— Begin Given records —
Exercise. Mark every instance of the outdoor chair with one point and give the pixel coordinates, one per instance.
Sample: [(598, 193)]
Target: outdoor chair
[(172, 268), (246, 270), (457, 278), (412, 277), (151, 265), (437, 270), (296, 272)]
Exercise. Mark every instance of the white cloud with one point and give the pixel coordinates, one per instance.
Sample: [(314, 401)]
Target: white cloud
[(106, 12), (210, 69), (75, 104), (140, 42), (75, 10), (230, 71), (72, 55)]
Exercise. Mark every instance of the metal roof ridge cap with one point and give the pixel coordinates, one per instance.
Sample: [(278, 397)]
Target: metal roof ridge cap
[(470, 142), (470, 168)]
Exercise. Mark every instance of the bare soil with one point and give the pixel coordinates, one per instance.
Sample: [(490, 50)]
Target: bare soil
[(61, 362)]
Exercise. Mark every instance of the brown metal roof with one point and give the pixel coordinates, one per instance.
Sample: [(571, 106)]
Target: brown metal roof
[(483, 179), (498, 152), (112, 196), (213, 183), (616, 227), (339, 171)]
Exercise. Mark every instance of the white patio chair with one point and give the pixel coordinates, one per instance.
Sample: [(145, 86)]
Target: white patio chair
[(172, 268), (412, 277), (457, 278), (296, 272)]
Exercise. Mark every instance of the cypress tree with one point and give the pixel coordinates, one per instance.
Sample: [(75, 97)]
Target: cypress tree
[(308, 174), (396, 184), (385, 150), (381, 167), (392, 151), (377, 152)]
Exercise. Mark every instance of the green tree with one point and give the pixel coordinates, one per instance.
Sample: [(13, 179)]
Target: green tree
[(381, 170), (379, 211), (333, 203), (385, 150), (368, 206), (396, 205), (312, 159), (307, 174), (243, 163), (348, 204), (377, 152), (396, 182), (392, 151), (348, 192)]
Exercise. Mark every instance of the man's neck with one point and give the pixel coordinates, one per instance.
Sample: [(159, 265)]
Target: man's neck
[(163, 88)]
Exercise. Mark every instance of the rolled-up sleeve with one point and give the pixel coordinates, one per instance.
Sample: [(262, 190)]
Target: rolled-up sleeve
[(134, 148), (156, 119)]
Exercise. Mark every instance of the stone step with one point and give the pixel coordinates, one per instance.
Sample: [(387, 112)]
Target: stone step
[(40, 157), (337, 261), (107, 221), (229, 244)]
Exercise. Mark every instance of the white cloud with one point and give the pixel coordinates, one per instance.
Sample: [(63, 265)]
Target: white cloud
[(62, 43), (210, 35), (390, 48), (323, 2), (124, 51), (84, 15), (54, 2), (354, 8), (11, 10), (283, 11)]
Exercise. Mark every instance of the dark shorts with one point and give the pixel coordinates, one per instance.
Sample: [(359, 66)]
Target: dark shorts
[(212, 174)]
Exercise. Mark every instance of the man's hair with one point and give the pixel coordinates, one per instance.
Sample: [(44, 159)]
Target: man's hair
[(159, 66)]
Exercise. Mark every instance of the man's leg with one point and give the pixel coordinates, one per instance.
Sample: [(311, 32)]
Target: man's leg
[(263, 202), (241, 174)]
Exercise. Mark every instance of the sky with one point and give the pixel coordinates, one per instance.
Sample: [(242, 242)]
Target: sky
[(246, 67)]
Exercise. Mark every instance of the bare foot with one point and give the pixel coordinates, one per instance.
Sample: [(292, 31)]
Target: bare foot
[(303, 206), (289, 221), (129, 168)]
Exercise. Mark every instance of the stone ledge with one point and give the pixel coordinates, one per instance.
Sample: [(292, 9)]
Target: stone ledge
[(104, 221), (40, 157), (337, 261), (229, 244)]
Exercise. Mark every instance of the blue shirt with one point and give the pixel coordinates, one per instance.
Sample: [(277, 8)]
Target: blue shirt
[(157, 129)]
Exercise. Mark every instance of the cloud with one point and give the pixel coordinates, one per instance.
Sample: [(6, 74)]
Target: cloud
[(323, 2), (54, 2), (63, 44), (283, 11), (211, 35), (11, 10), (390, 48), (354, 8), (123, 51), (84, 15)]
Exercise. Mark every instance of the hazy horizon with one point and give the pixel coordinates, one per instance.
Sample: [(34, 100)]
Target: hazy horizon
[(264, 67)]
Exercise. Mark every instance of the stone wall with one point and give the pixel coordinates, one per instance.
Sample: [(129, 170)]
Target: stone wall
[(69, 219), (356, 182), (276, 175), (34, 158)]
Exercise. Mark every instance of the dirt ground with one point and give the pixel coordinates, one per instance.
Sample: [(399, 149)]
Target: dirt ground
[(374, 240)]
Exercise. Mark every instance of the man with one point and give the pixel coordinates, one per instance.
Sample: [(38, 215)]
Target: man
— End Given records —
### Exercise goal
Write out everything from the line containing "Exercise. Mark every instance of the green" down through the line containing "151), (348, 192)]", and add -60 to each coordinate in the answer while leaving the rest unchanged.

### Answer to this exercise
Exercise. Mark every instance of the green tree with one point and give the pixel coordinates, one per instance.
Sample: [(13, 179)]
Target: green tree
[(321, 110), (319, 151), (273, 143), (325, 90), (308, 146), (336, 145), (252, 99), (247, 114), (183, 103), (288, 144), (317, 92), (336, 122), (332, 91), (288, 132)]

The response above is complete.